Katie had attended Fitch Middle School along with 13-year-old Christina Williams. Christina’s family had just moved to Seaside in November 1997. Her father, Michael Williams, was a meteorologist for the US Navy, so their family moved to follow his assignments. Michael met his wife, Alice, in 1979 while stationed in the Philippines. They had a daughter, Jennifer, in 1980, and then moved to Hawaii together when Michael was restationed. A son, Michael Jr., was born in 1982, and the family moved to Japan next. That’s where Christina was born on May 1, 1985.

California was Christina’s first big move, but she seemed to adjust well despite being sad about leaving her friends in Japan behind. She joined her new school’s chorus and kept up good grades up through the seventh grade. Her family describes her as “close to…perfect,” “innocent,” “courteous,” “conscientious,” “hardworking,” and “reliable.” She spent a lot of time online, but she would ask permission before doing things like joining a Beanie Babie collectors chat room. Christina listened to pop music like Janet Jackson, Ace of Base, and the Spice Girls, but Mariah Carey was her favorite. Her favorite movie was My Best Friend’s Wedding, and she was hoping to see Titanic with her dad before it left theaters.

───

Reproduce the portion of the passage about Christina Williams starting at "Katie had attended" and ending at "May 1, 1985.".

## Material provided
───

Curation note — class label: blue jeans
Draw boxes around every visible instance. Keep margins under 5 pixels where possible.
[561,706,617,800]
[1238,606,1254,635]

───

## Output of the task
Katie had attended Fitch Middle School along with 13-year-old Christina Williams. Christina’s family had just moved to Seaside in November 1997. Her father, Michael Williams, was a meteorologist for the US Navy, so their family moved to follow his assignments. Michael met his wife, Alice, in 1979 while stationed in the Philippines. They had a daughter, Jennifer, in 1980, and then moved to Hawaii together when Michael was restationed. A son, Michael Jr., was born in 1982, and the family moved to Japan next. That’s where Christina was born on May 1, 1985.